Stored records
────────────────────
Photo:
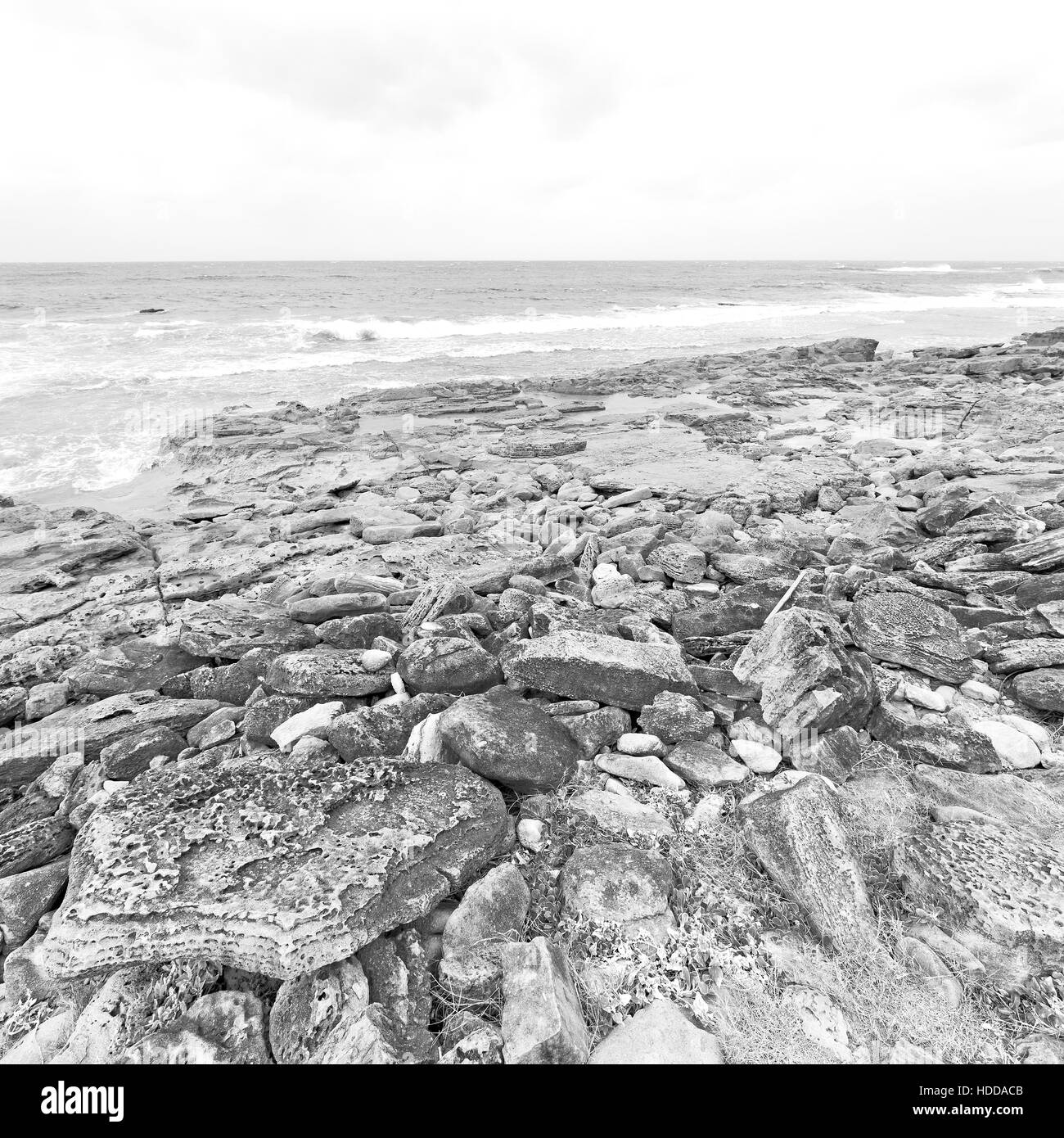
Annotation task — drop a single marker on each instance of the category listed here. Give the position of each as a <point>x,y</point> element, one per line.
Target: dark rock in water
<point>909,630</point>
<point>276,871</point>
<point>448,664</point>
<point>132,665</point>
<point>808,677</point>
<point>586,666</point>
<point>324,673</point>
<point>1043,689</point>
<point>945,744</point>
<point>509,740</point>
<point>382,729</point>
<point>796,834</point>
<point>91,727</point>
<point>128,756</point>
────────────────────
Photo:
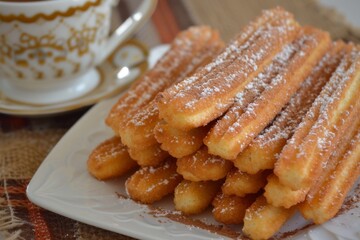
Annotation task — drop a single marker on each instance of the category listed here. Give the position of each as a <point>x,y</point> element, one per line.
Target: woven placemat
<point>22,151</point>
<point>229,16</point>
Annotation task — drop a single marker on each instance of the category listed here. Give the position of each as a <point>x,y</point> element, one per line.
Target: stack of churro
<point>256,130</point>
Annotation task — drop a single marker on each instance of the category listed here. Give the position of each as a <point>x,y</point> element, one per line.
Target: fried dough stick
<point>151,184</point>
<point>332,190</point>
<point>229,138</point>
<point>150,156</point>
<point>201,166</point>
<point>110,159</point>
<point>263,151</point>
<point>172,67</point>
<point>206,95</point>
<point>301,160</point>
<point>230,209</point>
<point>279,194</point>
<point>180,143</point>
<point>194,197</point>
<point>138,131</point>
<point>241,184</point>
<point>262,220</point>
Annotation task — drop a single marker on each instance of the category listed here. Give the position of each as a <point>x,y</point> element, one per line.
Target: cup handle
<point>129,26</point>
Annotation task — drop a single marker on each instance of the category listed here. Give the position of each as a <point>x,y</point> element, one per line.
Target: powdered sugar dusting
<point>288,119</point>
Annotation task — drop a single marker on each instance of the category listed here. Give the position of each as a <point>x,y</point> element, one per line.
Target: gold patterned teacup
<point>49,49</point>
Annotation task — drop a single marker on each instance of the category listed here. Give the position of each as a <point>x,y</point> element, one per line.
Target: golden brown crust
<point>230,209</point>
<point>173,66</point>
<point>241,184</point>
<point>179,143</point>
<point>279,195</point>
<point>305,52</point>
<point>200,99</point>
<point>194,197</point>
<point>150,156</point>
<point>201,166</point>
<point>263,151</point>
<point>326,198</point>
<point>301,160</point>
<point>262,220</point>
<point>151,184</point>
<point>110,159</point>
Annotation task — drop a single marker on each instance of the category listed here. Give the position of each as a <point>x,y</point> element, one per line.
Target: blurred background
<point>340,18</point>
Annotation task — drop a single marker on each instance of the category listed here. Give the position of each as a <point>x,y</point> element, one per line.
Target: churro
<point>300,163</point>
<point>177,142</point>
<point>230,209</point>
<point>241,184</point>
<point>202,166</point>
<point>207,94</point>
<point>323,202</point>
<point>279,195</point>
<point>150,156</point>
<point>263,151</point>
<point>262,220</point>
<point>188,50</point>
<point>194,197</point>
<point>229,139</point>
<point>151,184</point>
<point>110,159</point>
────────────────────
PROBLEM
Gather every line above that contains the word "Target", and copy each one out.

TASK ANSWER
Target: dark rock in water
Target: woven placemat
Target: stack of churro
Target: fried dough stick
Target: cup handle
Target: powdered sugar dusting
Target: gold patterned teacup
Target: golden brown crust
Target: blurred background
Target: churro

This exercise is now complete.